§ Task to complete:
Take every line containing "below" out of the records.

§ Data to examine:
::::::::::
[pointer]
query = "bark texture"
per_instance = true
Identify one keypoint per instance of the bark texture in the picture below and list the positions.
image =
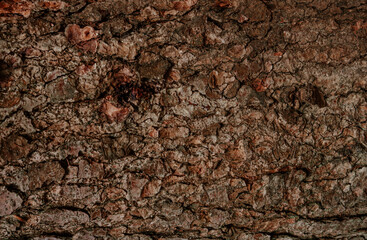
(183, 119)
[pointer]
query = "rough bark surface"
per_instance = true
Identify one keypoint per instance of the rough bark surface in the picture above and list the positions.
(183, 119)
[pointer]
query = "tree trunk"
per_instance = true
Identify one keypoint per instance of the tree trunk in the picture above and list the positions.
(187, 119)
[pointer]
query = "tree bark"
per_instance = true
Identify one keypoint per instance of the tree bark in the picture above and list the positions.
(183, 119)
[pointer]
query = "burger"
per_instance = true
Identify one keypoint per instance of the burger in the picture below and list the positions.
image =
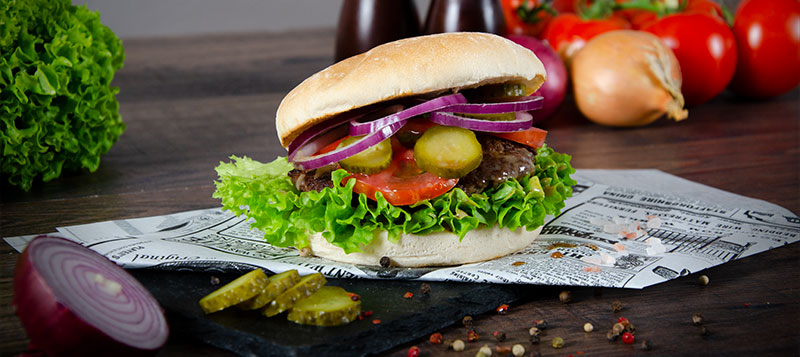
(419, 152)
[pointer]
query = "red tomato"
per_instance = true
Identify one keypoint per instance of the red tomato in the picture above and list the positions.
(402, 183)
(567, 33)
(768, 38)
(526, 17)
(705, 49)
(533, 137)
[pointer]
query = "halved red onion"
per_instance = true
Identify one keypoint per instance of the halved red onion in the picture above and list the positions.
(522, 121)
(523, 105)
(73, 301)
(366, 127)
(316, 161)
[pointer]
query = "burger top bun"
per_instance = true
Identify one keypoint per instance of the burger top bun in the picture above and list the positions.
(407, 67)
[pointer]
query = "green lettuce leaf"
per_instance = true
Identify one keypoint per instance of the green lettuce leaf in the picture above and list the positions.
(287, 217)
(57, 108)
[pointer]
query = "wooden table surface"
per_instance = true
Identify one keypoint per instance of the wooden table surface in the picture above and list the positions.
(191, 102)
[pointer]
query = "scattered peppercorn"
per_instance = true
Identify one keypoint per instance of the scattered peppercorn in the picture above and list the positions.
(517, 350)
(425, 288)
(565, 296)
(704, 331)
(413, 351)
(458, 345)
(472, 336)
(436, 338)
(697, 318)
(616, 306)
(628, 338)
(557, 342)
(535, 339)
(385, 262)
(646, 345)
(703, 280)
(618, 328)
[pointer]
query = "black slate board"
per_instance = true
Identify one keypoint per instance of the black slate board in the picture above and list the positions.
(249, 333)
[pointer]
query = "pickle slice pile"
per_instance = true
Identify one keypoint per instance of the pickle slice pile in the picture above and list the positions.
(241, 289)
(448, 151)
(277, 284)
(370, 161)
(305, 287)
(329, 306)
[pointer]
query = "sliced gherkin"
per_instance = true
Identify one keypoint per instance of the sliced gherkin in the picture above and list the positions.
(372, 160)
(329, 306)
(241, 289)
(277, 284)
(448, 151)
(305, 287)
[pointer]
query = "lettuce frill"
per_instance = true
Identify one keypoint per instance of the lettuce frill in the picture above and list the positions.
(265, 193)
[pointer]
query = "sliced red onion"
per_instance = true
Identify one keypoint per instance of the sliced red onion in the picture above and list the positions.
(317, 161)
(73, 301)
(363, 128)
(524, 105)
(522, 121)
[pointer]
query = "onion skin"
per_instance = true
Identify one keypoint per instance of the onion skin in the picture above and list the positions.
(627, 78)
(555, 87)
(51, 327)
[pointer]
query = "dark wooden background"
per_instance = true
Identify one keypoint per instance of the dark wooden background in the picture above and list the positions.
(190, 102)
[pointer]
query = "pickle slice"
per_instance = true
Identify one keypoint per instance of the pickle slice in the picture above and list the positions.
(448, 151)
(241, 289)
(370, 161)
(306, 286)
(277, 284)
(329, 306)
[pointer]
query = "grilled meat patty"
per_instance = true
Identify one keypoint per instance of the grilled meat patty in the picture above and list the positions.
(502, 160)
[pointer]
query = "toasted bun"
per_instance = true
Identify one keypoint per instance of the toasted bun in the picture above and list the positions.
(436, 249)
(412, 66)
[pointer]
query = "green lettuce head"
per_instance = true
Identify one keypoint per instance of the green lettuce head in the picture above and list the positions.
(57, 108)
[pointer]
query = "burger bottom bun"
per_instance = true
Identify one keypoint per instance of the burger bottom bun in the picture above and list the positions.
(435, 249)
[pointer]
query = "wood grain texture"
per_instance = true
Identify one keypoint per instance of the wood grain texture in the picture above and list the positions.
(190, 102)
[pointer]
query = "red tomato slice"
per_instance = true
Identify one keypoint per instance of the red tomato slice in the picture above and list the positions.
(533, 137)
(402, 183)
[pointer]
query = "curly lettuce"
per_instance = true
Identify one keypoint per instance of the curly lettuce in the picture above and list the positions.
(57, 108)
(265, 193)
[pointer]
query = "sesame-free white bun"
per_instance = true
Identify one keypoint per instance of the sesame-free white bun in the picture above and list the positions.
(436, 249)
(412, 66)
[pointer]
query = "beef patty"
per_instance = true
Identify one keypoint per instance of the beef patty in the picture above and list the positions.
(502, 160)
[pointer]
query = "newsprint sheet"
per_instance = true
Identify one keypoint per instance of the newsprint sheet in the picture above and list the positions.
(621, 228)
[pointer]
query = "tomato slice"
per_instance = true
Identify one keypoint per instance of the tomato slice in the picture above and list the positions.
(533, 137)
(402, 183)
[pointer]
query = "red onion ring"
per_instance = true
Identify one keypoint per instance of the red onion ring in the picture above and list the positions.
(524, 105)
(316, 161)
(363, 128)
(522, 121)
(73, 301)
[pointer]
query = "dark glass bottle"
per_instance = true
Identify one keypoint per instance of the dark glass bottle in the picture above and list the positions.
(465, 15)
(364, 24)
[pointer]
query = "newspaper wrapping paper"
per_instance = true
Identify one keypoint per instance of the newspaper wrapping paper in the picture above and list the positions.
(683, 227)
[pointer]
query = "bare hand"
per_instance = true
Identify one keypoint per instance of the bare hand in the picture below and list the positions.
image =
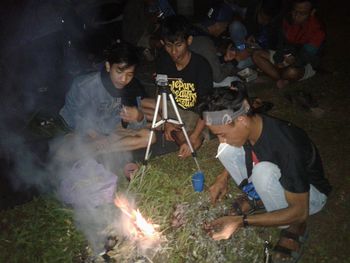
::::::::::
§ Answer space:
Identify one keypoint per instance of the bark texture in the picture below and list the positions.
Identify one keypoint per instance of the burger in the picture below and list the positions.
Identify one keypoint per instance of the bare hand in the picture below and list the positions.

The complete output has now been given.